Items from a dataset
+---+
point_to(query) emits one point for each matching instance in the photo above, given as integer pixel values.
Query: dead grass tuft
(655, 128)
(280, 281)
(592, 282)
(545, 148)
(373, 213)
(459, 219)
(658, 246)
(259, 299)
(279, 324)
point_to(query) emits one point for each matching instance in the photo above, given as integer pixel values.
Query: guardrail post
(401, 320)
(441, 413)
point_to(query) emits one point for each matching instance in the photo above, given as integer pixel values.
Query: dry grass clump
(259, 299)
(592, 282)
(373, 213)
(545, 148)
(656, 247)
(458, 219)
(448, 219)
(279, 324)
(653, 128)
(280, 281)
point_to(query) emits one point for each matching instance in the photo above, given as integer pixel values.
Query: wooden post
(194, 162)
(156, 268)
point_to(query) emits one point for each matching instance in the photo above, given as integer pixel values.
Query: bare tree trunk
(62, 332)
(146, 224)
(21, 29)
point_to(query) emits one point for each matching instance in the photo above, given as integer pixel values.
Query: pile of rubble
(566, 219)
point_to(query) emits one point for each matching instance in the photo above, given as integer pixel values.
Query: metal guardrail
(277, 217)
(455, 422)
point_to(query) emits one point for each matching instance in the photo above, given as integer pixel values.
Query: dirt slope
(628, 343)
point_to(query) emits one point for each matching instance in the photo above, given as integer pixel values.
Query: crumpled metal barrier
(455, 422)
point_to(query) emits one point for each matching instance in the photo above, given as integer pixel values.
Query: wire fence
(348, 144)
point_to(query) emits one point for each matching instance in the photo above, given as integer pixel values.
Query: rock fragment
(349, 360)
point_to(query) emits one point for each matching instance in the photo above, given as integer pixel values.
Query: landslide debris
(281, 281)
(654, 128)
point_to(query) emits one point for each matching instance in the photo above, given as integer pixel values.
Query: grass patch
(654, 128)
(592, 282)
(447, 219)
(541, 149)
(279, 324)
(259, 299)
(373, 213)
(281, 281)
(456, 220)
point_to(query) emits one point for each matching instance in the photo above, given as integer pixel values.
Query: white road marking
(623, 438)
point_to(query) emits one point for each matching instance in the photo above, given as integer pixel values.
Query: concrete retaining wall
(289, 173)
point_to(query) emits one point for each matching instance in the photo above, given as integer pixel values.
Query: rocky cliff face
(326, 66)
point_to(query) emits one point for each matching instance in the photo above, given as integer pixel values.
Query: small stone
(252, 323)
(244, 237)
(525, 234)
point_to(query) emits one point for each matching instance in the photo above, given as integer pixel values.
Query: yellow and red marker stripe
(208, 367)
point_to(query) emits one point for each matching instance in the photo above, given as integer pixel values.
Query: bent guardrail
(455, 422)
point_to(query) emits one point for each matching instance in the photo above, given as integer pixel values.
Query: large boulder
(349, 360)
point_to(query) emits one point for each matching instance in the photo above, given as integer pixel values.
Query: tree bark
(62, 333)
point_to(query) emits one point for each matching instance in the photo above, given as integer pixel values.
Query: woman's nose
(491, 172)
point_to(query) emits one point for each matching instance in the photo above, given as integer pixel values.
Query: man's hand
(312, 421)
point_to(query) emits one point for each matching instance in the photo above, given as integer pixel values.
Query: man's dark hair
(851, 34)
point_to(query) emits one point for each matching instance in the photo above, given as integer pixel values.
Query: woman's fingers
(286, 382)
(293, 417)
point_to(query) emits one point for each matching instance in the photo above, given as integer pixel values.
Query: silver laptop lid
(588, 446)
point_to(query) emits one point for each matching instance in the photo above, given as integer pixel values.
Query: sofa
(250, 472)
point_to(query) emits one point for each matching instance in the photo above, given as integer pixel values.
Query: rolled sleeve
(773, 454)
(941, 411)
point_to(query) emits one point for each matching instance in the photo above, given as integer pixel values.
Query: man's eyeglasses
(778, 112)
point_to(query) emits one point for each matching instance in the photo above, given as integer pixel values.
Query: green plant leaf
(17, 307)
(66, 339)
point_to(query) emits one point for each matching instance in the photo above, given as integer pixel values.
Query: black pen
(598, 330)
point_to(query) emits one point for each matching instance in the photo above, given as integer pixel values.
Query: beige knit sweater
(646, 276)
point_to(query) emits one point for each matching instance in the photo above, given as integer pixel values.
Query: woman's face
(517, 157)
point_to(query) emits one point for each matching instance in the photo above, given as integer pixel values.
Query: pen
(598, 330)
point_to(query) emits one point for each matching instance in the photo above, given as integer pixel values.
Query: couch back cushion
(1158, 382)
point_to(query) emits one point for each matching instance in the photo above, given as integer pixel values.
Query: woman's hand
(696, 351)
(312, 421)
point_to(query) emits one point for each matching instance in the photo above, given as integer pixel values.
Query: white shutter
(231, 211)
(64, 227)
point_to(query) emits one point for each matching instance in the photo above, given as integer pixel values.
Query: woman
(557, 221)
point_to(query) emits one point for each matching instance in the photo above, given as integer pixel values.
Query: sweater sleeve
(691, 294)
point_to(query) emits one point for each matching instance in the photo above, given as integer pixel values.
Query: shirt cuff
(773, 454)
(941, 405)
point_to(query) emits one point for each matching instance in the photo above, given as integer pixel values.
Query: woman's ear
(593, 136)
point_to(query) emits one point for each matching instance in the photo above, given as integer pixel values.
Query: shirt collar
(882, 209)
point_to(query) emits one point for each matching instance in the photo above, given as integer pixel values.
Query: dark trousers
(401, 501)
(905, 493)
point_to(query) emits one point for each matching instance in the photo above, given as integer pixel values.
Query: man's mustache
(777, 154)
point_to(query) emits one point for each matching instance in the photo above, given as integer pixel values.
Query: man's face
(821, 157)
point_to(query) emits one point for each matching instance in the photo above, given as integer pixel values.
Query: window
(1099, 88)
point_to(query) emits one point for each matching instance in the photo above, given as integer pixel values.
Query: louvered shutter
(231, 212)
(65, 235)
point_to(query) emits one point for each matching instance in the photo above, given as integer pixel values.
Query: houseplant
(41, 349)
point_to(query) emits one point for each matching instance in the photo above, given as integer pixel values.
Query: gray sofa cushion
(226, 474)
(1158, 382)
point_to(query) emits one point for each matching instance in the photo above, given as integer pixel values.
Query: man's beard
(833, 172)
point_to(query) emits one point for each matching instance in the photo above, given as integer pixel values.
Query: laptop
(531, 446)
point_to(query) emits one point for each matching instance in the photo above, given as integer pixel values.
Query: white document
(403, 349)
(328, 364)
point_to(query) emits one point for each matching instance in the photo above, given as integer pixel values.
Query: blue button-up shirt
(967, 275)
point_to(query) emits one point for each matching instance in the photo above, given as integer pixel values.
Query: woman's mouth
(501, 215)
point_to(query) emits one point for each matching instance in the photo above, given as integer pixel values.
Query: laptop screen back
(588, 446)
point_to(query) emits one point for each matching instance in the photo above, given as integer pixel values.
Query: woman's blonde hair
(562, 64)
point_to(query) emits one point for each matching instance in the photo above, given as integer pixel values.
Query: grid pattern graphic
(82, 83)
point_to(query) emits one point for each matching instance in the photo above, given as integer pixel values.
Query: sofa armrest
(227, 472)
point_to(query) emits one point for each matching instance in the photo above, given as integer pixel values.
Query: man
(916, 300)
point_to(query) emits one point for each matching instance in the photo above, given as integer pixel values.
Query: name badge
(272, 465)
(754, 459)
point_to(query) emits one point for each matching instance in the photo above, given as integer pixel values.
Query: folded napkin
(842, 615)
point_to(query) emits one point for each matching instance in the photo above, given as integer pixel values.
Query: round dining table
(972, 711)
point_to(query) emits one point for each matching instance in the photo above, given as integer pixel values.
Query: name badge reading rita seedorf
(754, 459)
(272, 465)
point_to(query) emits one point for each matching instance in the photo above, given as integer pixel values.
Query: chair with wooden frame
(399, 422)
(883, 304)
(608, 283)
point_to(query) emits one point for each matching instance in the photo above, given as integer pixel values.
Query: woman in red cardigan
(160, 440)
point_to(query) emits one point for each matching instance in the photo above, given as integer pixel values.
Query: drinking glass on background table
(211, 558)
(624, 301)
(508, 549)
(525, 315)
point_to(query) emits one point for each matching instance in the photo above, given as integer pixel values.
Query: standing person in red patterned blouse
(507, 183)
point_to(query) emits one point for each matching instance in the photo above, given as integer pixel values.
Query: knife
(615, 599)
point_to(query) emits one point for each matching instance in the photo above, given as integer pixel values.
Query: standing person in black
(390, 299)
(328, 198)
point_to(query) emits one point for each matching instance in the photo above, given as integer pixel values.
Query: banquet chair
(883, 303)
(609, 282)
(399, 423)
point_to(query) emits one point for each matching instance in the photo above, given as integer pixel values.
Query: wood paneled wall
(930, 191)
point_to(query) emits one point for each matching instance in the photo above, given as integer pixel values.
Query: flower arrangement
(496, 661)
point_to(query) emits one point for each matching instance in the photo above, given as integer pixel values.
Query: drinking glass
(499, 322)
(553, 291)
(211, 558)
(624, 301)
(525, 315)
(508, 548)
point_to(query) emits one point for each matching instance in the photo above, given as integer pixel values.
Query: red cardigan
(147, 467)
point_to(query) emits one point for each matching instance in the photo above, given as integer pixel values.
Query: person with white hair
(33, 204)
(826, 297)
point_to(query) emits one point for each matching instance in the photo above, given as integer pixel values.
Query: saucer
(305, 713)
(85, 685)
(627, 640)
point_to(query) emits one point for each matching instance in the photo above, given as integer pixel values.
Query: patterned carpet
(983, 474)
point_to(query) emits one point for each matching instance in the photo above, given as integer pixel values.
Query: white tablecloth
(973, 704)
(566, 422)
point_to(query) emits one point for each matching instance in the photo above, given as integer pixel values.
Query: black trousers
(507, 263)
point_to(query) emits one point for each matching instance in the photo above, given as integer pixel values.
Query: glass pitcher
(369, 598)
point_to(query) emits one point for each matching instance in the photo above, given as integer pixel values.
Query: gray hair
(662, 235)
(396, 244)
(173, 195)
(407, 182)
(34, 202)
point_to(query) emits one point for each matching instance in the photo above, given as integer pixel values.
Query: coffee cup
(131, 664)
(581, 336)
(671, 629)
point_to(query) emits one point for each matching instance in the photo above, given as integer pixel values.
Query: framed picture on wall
+---+
→ **Aim**:
Pull out every line of the material above that contains the word "guardrail".

→ **Result**:
Query: guardrail post
Query: metal guardrail
Query: bent guardrail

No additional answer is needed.